▶ **YOUR INSTRUCTIONS**
Using the records below, give again exactly the lines from the line that contains "point: white ceramic" through the line that contains "point: young woman's", both ends included, and only those.

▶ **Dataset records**

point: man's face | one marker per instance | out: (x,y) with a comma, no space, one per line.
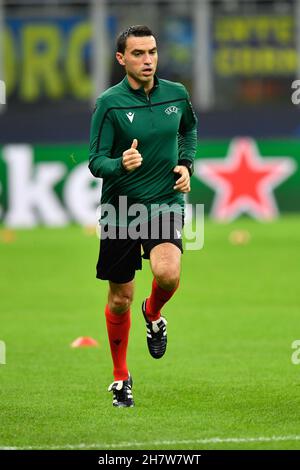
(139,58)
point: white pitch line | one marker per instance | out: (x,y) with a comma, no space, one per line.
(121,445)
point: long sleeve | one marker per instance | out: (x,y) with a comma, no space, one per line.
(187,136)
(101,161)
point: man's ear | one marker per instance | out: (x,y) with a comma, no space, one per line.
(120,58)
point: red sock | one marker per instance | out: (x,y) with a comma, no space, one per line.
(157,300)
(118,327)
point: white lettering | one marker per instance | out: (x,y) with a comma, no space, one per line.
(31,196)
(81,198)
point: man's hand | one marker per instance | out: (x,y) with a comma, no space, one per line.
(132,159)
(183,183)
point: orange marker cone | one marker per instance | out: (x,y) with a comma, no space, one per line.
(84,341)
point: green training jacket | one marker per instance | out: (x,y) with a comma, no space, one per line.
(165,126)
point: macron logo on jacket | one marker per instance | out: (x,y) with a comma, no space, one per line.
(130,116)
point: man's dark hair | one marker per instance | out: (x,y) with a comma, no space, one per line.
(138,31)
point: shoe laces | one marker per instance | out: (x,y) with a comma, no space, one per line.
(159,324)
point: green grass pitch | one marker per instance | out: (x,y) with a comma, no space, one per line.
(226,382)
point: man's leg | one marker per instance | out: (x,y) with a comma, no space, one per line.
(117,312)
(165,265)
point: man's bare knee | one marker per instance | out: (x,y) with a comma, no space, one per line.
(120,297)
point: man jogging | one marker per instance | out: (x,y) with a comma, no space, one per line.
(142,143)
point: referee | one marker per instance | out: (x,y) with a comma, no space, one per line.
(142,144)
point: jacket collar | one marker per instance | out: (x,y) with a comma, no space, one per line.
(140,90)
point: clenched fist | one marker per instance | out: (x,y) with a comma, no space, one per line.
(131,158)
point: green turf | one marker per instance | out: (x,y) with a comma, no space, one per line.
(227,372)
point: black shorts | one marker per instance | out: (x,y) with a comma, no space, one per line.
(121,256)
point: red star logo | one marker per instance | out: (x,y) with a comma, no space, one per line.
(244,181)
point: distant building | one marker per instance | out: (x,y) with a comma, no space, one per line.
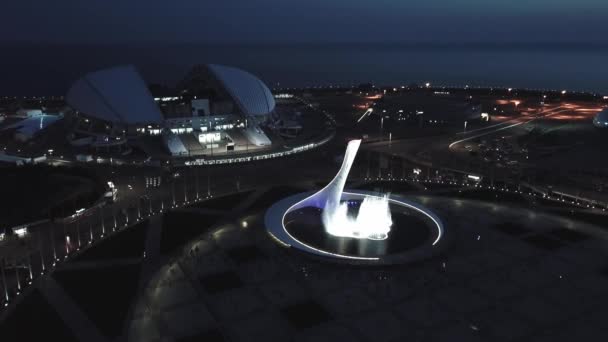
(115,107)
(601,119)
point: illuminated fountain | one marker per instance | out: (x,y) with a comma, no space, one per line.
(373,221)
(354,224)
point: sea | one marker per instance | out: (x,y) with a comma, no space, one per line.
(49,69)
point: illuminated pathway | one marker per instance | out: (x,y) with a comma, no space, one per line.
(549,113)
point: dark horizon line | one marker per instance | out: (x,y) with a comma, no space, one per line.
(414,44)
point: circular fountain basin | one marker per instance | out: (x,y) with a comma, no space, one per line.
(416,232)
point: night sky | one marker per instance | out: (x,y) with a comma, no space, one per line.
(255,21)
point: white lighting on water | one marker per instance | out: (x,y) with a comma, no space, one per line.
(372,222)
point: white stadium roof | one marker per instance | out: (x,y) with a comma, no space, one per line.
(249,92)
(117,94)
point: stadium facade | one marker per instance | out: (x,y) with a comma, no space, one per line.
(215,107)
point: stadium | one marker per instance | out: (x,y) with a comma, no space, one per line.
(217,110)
...
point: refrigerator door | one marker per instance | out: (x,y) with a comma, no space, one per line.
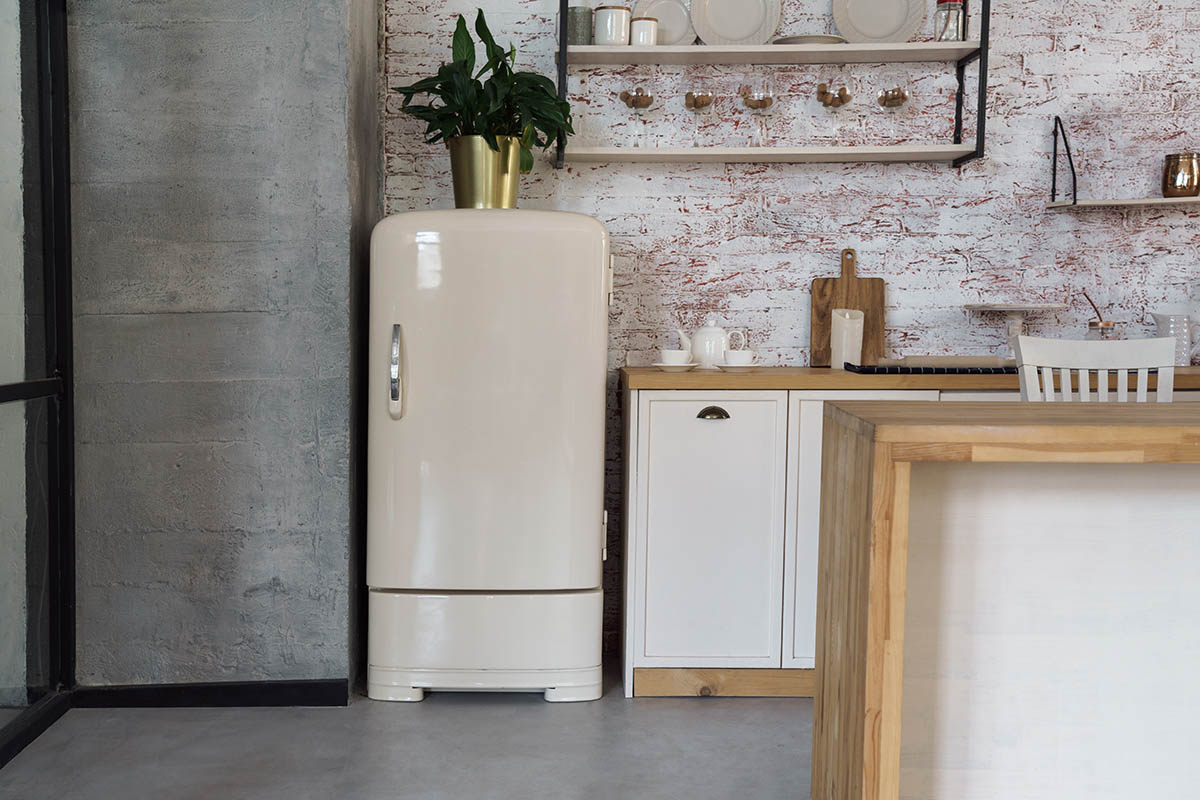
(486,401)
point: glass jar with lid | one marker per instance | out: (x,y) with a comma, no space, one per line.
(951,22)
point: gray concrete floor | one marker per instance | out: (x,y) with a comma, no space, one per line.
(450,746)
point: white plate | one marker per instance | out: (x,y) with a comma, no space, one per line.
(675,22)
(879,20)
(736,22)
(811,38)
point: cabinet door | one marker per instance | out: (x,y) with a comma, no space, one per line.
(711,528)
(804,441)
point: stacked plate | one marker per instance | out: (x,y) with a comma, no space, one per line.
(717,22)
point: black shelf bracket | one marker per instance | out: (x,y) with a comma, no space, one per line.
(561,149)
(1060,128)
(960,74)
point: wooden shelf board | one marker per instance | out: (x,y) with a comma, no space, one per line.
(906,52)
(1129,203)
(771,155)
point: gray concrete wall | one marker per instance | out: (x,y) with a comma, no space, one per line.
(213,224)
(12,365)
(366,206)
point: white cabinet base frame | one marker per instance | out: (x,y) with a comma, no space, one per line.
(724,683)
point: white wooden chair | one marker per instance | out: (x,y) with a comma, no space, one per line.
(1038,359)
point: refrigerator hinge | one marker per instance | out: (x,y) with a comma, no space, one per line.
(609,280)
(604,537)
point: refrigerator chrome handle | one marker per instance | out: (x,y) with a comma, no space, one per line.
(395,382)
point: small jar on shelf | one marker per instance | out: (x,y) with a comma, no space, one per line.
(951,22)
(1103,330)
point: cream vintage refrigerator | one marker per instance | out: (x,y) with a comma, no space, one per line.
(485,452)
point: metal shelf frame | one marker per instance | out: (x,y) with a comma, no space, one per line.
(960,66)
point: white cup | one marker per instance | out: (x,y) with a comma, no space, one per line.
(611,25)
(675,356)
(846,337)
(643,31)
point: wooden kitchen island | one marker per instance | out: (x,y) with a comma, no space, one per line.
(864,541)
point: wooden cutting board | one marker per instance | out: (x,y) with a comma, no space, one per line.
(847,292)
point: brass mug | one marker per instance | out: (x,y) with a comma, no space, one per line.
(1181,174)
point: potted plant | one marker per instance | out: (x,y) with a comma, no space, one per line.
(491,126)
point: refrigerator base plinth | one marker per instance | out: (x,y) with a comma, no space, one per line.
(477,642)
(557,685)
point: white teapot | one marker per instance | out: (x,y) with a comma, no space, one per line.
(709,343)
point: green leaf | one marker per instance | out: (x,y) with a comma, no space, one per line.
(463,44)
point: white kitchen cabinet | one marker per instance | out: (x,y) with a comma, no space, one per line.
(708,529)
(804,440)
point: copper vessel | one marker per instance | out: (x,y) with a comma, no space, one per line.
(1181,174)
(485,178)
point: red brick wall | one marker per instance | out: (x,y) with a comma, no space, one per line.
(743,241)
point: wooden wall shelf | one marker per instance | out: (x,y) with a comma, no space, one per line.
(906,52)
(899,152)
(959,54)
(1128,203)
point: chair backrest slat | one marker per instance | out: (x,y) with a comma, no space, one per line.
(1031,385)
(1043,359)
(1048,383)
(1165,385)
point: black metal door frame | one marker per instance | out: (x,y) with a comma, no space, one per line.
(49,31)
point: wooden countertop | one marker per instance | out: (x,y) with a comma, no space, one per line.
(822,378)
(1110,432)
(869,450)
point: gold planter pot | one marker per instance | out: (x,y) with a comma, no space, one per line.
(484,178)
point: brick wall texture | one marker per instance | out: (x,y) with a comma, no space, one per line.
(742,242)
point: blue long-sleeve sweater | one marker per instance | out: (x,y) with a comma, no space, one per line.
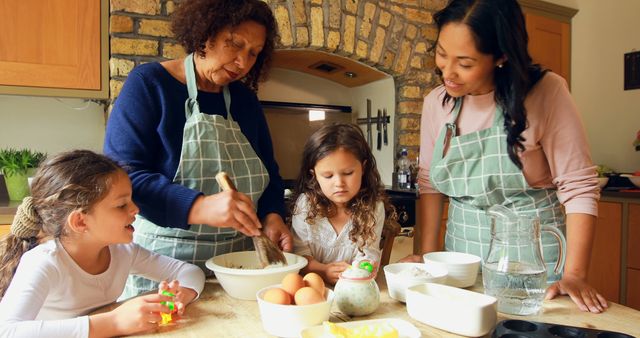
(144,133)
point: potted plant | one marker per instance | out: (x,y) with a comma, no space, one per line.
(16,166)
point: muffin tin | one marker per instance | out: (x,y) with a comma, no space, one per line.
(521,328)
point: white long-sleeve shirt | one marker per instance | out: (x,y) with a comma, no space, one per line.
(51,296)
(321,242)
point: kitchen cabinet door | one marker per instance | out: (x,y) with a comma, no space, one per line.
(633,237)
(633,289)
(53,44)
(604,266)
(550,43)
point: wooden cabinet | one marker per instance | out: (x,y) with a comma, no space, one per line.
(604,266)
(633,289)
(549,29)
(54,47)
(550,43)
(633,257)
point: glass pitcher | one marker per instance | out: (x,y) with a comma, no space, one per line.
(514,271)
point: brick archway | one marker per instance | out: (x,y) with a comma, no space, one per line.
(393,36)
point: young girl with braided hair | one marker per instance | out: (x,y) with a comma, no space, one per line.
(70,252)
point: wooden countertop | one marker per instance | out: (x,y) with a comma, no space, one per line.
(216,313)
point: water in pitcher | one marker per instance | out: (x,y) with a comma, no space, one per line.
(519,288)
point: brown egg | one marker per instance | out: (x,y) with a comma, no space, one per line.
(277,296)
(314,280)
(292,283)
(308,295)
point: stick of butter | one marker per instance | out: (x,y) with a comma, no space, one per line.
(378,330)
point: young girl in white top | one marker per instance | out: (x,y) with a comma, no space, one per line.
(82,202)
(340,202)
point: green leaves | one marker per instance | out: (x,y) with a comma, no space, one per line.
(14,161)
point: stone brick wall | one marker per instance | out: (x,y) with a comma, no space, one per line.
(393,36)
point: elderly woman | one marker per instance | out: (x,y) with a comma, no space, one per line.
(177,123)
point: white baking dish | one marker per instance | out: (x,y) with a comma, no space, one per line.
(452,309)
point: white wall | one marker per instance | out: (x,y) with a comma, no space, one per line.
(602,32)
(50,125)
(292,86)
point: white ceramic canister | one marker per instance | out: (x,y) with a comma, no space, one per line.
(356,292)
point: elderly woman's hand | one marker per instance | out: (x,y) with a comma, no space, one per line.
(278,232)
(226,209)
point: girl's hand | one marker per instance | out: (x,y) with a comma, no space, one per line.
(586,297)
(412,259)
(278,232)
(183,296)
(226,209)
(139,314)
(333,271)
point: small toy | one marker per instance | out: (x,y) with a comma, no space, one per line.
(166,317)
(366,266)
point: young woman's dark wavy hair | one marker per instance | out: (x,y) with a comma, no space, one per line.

▶ **RESULT FOR THIS TASK**
point: white ceramic canister | one marker per instance | out: (x,y) with a comma, no space, one per line.
(356,292)
point: elderly woman's hand | one marker per instance | out: (x,y) with a comma, no space, one per line.
(278,232)
(226,209)
point: girl's hand | one marker per instance | out: (x,y) with a comma, no space, one per line.
(586,297)
(412,259)
(278,232)
(183,296)
(226,209)
(139,314)
(333,271)
point: small toy | one marker per instance | out: (x,y) with a comma, no space, one per line.
(166,317)
(366,266)
point: young woman's dark wavy hair | one marker per instance | out: (x,y) with a comma, no space, one per line.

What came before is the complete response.